Lesetext
————

Kolumne So kann’s gehen Das Gute in Busverspätungen sehen

Manchmal wollen der Bus oder die Bahn einfach nicht kommen. Und manchmal entspinnt sich in der unfreiwilligen Wartezeit an der Haltestelle überraschend ein schönes Gespräch, an das man sich später gerne erinnert.

Es war eines dieser spontanen Gespräche mit einem fremden Menschen, die noch am nächsten Tag ein Lächeln ins Gesicht zaubern. „Können Sie mir bitte die Uhrzeit sagen?“ – „Es ist 18.03 Uhr.“ – „Wissen Sie, ich warte schon seit einer halben Stunde auf den Bus zum Rathaus, der kommt einfach nicht.“ – „Warten Sie, ich schaue in der App nach… Hier steht, die 125 kommt in fünf Minuten.“

Die ältere Dame freut sich, dass ich mir für sie die Zeit nehme. Selbstverständlich, ich stehe ja ebenfalls an der Haltestelle und warte auf den Bus. „Wissen Sie, ich habe nur schnell diese Kalender in der Apotheke dort besorgt. Die bringe ich ins Altenheim. Eigentlich habe ich denen schon 84 Stück vorbeigebracht, aber dann haben sie mich angerufen und gefragt, ob ich noch ein paar vorbeibringen könnte, damit alle einen bekommen können.“ – „Das ist wirklich nett von Ihnen.“ – „Ja, aber dass das jetzt so lange dauert. Wissen Sie, ich wohne auf dem Rodenhof und wollte nur schnell zur Apotheke. Jetzt warte ich hier schon eine halbe Stunde auf den Bus.“ – „Der kommt bestimmt gleich.“ – „Zu Hause steht schon die Kürbissuppe, und alles für die Kirschpfannkuchen ist vorbereitet. Ich hab auch noch gesagt, dass ich bald wieder zurück bin und wir dann zusammen essen können. Jetzt wird alles kalt sein.“ – „Ach Mensch, aber die Suppe lässt sich bestimmt schnell aufwärmen.“ – „Ja, aber wir wollten ja zusammen essen.“ – „Schauen Sie, da kommt ein Bus, allerdings nicht die 125.“

Die Dame greift nach ihrem Korb mit den Kalendern aus der Apotheke. „Haben Sie schon einen Kalender?“ – „Ja, danke, ich bin versorgt.“ – „Hier, nehmen Sie trotzdem einen. Es sind so schöne Saarlandmotive.“ Sie drückt mir im Vorbeigehen zwei der Exemplare in die Hand. „Eines reicht mir, Dankeschön!“ – „Behalten Sie beide. Ich muss den Bus bekommen. Der fährt zum Rathaus.“

Da stand ich nun also, mit zwei Kalendern aus der Apotheke in der Hand und einem breiten Grinsen im Gesicht, das durch die Maske niemand sehen konnte. Ein kurzer Blick verrät, die Bilder sind wirklich ganz schön.

————

Aufgaben
[a] Geben Sie den Abschnitt der Kolumne von „Manchmal wollen der“ bis hinunter zu „später gerne erinnert.“ wieder und benennen Sie dabei „Bahn“ in „Straßenbahn“ um.
[b] Prüfen Sie, ob die folgenden Aussagen mit der Kolumne übereinstimmen. Beantworten Sie jede mit Ja oder Nein und zitieren Sie die entscheidenden Worte des Textes.
(i) Die ältere Dame wartet nach eigener Aussage schon eine halbe Stunde auf den Bus.
(ii) Die Dame hat dem Altenheim bereits 84 Kalender gebracht.
(iii) Die Kalender zeigen Motive aus Bayern.
[c] Welche Buslinie soll laut der App in der Kolumne in fünf Minuten kommen?

Ausgangsdaten
————

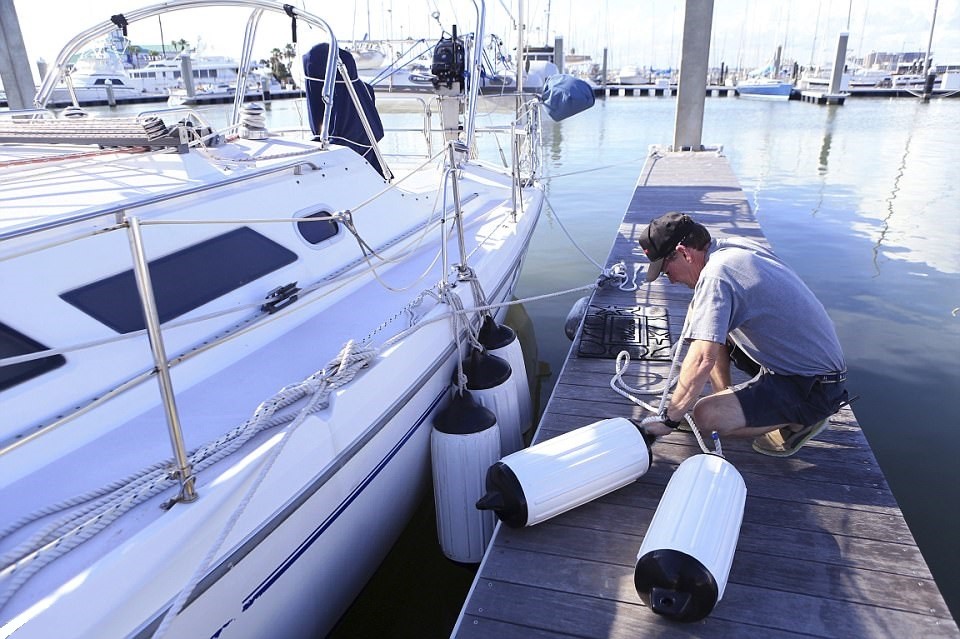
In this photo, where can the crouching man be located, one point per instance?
(750, 306)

————

Erwartete Lösungen
[a]
Manchmal wollen der Bus oder die Straßenbahn einfach nicht kommen. Und manchmal entspinnt sich in der unfreiwilligen Wartezeit an der Haltestelle überraschend ein schönes Gespräch, an das man sich später gerne erinnert.

[b]
(i) Ja: „ich warte schon seit einer halben Stunde auf den Bus zum Rathaus“
(ii) Ja: „Eigentlich habe ich denen schon 84 Stück vorbeigebracht“
(iii) Nein: „Es sind so schöne Saarlandmotive.“

[c] Die 125.